Design and modelling of innovative machinery systems for large ships
Doctoral thesis, 2015
Eighty percent of the growing global merchandise trade is transported by sea. The shipping industry is required to reduce the pollution and increase the energy efficiency of ships in the near future. There is a relatively large potential for approaching these requirements by implementing waste heat recovery (WHR) systems.
Studies of alternative WHR systems in other applications suggests that the Kalina cycle and the organic Rankine cycle (ORC) can provide significant advantages over the steam Rankine cycle, which is currently used for marine WHR.
This thesis aims at creating a better understanding of the Kalina cycle and the ORC in the application on board large ships; the thermodynamic performances of the mentioned power cycles are compared. Recommendations of suitable system layouts and working fluids for the marine applications are provided along with methodologies useful for the design and optimisation of the main engine and WHR system combined cycle.
Numerical models of a low-speed two-stroke diesel engine, turbochargers, and the mentioned types of WHR systems in various configurations, are used to achieve the mentioned objectives. The main engine is simulated using a zero-dimensional model consisting of a two-zone combustion and NOx emission model, a double Wiebe heat release model, the Redlich-Kwong equation of state and the Woschni heat loss correlation. A novel methodology is presented and used to determine the optimum organic Rankine cycle process layout, working fluid and process parameters for marine WHR. Using this mentioned methodology, regression models are derived for the prediction of the maximum obtainable thermal efficiency of ORCs. A unique configuration of the Kalina cycle, the Split-cycle, is analysed to evaluate the fullest potential of the Kalina cycle for the purpose. Integrated with three main engine waste heat streams, the Kalina cycle, the ORC and a dual-pressure steam cycle are compared with regards to the power outputs and other aspects. The part-load performances of four different WHR system configurations, including an exhaust gas recirculation system, are evaluated with regards to the fuel consumption and NOx emissions trade-off.

* **Supplied information**
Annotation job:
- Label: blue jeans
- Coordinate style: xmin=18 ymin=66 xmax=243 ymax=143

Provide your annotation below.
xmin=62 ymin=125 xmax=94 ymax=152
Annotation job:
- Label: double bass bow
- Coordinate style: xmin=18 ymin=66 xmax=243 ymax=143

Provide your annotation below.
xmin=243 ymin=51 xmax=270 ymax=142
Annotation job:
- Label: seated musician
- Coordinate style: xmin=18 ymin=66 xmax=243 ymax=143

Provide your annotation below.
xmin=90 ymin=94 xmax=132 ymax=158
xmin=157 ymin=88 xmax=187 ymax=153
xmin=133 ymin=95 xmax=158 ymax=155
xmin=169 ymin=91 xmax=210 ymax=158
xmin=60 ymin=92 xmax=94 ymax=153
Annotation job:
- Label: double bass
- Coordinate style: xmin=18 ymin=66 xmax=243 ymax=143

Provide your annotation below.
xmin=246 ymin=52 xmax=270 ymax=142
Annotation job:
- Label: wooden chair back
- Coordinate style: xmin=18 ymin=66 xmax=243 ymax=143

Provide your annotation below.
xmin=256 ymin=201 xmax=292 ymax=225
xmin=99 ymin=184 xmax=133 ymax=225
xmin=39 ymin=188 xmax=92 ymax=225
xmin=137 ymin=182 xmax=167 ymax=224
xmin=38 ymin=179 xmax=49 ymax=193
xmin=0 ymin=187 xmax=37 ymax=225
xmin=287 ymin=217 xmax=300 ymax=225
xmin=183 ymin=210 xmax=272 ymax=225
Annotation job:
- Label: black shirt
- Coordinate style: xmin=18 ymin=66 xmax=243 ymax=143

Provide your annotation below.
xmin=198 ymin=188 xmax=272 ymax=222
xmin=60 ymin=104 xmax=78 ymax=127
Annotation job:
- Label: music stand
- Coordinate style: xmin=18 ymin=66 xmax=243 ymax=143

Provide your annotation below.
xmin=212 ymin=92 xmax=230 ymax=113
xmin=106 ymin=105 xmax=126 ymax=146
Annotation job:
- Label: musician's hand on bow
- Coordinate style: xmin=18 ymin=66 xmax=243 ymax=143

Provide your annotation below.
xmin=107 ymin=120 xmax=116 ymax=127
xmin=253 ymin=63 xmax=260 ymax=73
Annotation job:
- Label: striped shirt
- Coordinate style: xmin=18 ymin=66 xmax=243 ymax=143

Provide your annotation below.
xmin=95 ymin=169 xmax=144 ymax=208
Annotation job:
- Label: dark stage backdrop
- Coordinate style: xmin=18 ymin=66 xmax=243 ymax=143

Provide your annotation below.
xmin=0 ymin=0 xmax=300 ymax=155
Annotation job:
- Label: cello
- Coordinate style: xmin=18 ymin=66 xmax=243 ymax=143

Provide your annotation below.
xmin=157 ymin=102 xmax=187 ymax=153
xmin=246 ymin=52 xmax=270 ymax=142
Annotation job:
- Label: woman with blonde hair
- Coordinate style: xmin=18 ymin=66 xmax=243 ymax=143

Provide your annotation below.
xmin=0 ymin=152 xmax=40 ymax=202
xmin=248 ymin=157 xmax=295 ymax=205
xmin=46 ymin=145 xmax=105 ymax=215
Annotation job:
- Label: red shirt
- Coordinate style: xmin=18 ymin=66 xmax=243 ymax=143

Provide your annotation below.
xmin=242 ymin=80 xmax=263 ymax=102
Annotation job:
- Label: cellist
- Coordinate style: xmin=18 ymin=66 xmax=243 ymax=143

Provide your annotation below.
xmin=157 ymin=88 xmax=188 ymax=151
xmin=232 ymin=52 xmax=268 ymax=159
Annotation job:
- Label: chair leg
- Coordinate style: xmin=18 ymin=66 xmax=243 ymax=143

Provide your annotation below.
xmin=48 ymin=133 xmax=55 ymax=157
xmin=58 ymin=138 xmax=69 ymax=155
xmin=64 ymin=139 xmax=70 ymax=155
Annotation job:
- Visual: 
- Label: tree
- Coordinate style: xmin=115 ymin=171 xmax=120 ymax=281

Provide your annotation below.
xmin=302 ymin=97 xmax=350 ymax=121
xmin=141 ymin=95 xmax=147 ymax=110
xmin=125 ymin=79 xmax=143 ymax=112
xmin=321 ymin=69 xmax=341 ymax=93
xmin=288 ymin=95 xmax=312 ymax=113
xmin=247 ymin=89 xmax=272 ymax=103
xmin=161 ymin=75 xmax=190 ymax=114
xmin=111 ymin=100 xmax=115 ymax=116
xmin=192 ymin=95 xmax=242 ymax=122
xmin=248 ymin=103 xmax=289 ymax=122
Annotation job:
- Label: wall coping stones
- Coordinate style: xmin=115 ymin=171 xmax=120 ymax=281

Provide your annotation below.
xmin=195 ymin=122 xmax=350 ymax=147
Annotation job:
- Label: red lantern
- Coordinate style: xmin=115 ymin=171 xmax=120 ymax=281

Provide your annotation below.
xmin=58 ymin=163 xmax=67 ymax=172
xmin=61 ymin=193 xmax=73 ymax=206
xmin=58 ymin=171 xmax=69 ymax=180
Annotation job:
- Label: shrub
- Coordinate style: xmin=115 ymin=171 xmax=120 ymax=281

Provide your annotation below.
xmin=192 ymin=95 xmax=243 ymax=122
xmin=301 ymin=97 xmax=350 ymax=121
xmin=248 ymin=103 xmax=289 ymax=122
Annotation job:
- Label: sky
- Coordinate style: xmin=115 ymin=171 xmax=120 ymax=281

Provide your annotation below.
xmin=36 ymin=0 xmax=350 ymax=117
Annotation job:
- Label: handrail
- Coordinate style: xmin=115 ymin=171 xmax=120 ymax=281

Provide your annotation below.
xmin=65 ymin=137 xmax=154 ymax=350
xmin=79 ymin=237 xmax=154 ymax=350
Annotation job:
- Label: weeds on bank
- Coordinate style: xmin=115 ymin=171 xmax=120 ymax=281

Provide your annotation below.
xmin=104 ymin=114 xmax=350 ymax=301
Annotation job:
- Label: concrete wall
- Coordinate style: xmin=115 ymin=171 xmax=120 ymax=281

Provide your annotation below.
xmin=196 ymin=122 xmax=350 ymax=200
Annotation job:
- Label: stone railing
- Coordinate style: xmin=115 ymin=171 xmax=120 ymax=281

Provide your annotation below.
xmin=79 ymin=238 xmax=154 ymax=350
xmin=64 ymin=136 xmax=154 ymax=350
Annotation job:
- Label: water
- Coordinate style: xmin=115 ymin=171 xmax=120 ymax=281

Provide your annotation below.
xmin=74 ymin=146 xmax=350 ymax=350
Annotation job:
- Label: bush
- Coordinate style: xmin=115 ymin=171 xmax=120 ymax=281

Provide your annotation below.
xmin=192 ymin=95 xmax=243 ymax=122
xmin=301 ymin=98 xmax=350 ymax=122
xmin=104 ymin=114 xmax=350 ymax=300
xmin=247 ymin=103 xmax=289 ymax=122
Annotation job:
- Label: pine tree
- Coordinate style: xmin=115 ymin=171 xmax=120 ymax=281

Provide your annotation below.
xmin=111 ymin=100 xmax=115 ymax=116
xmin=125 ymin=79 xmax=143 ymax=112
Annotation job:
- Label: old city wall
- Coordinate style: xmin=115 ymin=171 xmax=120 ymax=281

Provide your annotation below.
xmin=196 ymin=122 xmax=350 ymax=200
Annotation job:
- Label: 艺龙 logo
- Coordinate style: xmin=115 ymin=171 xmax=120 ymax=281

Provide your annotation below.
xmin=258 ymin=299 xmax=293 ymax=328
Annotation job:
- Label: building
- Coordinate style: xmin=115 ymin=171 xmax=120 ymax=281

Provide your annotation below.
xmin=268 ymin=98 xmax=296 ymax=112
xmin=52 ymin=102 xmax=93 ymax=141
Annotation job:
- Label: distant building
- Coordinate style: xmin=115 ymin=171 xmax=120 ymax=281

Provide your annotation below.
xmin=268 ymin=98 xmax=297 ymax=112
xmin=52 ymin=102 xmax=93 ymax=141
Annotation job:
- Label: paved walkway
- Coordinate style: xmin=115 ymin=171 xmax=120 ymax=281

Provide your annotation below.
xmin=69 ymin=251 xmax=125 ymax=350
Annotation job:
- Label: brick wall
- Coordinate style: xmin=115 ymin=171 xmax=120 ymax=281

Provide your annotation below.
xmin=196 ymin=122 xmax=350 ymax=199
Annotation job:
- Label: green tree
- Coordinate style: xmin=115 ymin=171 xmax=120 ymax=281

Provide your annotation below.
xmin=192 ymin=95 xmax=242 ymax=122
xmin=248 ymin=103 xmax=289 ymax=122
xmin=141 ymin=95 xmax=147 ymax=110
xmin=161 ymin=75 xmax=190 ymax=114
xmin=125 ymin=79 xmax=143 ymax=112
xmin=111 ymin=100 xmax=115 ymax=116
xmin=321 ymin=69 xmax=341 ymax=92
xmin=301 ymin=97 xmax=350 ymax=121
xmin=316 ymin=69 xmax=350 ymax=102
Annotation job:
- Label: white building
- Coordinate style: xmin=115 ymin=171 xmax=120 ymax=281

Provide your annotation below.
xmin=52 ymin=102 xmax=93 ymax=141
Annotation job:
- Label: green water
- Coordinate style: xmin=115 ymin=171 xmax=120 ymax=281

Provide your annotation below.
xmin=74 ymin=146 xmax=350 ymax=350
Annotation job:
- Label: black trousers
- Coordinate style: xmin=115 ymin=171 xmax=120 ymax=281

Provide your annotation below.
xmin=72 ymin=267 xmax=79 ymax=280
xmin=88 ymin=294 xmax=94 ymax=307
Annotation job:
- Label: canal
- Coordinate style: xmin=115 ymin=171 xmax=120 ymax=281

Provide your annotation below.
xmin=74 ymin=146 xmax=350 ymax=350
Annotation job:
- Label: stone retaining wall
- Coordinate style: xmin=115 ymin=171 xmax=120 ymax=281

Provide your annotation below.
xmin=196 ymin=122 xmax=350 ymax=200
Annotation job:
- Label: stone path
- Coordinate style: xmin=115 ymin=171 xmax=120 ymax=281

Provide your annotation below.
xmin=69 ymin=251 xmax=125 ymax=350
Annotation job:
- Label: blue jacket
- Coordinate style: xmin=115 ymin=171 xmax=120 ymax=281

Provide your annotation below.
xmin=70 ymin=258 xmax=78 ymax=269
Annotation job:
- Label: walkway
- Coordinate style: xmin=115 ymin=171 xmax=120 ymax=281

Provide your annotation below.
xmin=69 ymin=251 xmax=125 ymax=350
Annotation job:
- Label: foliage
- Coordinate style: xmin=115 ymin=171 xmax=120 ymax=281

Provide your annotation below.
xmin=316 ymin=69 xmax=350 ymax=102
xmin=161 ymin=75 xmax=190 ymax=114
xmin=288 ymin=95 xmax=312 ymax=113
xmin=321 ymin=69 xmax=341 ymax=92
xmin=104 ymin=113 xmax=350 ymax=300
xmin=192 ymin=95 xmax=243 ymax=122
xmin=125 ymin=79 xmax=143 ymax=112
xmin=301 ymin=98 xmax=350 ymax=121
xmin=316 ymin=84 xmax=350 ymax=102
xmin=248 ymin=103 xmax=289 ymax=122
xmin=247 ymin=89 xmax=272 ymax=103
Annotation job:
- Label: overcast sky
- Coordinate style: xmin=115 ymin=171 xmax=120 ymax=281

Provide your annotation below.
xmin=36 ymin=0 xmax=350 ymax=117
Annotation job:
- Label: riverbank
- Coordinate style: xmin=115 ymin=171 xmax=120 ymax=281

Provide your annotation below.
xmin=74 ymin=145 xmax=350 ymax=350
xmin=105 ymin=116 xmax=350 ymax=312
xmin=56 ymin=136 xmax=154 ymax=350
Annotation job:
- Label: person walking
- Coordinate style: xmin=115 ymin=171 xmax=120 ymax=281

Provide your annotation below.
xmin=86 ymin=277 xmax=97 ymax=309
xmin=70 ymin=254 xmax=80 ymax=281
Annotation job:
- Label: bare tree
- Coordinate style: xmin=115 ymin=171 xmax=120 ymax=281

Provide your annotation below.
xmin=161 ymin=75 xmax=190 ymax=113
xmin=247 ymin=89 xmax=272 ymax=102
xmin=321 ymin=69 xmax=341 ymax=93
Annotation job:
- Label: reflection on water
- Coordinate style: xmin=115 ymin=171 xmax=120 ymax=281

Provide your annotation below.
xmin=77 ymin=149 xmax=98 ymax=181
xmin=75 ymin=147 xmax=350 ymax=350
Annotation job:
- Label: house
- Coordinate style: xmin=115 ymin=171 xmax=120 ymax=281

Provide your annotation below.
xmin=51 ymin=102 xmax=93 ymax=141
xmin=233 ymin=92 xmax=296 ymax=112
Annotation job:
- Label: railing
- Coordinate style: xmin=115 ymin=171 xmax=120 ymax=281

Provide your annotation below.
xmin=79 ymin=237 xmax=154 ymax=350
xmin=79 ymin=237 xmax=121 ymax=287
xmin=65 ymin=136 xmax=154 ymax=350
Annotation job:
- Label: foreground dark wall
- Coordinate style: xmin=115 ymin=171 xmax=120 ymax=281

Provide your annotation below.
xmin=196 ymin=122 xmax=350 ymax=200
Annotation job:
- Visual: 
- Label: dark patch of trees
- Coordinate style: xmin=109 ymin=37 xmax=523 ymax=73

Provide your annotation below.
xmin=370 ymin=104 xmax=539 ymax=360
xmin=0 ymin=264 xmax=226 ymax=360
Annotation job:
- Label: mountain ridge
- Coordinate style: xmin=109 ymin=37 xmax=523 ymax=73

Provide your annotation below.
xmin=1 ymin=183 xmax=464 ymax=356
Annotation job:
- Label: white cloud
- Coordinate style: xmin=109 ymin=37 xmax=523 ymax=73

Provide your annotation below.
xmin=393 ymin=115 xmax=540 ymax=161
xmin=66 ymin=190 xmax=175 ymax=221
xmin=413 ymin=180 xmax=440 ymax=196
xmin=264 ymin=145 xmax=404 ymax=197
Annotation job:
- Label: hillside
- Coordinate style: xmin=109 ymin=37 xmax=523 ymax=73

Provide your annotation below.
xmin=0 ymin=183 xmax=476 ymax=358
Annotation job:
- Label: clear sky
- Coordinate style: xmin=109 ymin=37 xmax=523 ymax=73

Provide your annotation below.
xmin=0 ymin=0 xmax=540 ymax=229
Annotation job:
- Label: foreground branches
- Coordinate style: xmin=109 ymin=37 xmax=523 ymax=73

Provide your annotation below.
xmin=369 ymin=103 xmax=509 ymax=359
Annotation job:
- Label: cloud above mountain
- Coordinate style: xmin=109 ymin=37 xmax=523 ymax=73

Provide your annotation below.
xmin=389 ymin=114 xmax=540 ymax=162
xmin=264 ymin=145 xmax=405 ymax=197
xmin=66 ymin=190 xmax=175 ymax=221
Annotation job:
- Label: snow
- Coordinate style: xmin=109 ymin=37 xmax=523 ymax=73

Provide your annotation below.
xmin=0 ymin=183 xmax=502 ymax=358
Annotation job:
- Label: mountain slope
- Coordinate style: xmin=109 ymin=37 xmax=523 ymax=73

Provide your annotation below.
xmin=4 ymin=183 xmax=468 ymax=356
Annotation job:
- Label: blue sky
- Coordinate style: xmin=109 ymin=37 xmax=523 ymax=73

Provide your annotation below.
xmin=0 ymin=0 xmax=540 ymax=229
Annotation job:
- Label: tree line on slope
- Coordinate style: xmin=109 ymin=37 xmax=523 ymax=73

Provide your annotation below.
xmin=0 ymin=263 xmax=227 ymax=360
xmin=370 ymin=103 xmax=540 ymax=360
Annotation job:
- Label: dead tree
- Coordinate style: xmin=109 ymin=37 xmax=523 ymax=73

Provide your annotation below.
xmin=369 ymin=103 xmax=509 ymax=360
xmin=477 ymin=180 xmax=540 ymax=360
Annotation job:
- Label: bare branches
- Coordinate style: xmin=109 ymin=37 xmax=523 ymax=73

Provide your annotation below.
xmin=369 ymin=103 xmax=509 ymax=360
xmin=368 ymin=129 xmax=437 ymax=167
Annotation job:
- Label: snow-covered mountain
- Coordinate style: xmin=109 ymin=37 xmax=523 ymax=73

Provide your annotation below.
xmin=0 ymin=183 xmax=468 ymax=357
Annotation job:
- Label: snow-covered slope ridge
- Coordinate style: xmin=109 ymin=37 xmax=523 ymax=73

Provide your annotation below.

* **What this exercise asks**
#1 In the thesis abstract, what share of global merchandise trade is transported by sea?
#2 Reproduce the stretch of the thesis abstract from "This thesis aims" through "system combined cycle.".
#3 Carry the thesis abstract on past its final sentence.

* **Your responses**
#1 Eighty percent.

#2
This thesis aims at creating a better understanding of the Kalina cycle and the ORC in the application on board large ships; the thermodynamic performances of the mentioned power cycles are compared. Recommendations of suitable system layouts and working fluids for the marine applications are provided along with methodologies useful for the design and optimisation of the main engine and WHR system combined cycle.

#3
The results of the calibration and validation of the engine model suggest that the main performance parameters can be predicted with adequate accuracies for the overall purpose. The results of the ORC and the Kalina cycle optimisation efforts indicate that both cycles can achieve higher power outputs than the steam cycle; however, the results suggest that for the Kalina cycle to achieve such high power outputs, a relatively complex process layout and high working pressures are required. Conversely, the ORC can achieve superior power outputs with a much simpler process layout in comparison. The toxic ammonia-water working fluid of the Kalina cycle is problematic for the use in marine machinery rooms, and so are the highly flammable ORC working fluids.
Based on the analyses, no configuration of the Kalina cycle is recommended for marine WHR. An exhaust gas power turbine is recommended as an initial WHR system investment due its cost-effectiveness. For large ships, a dual-pressure steam cycle is recommended because it is well-known, proven, highly efficient and environmentally benign. The ORC is recommended for large and medium size ships and it is recommended to use the highly flammable working fluids and take the needed precautions. The main reasons are that the ORCs can achieve superior efficiencies with a simple process that can be operated fully automated. For the same reasons a WHR system consisting of a hybrid turbocharger and a recuperated ORC is recommended.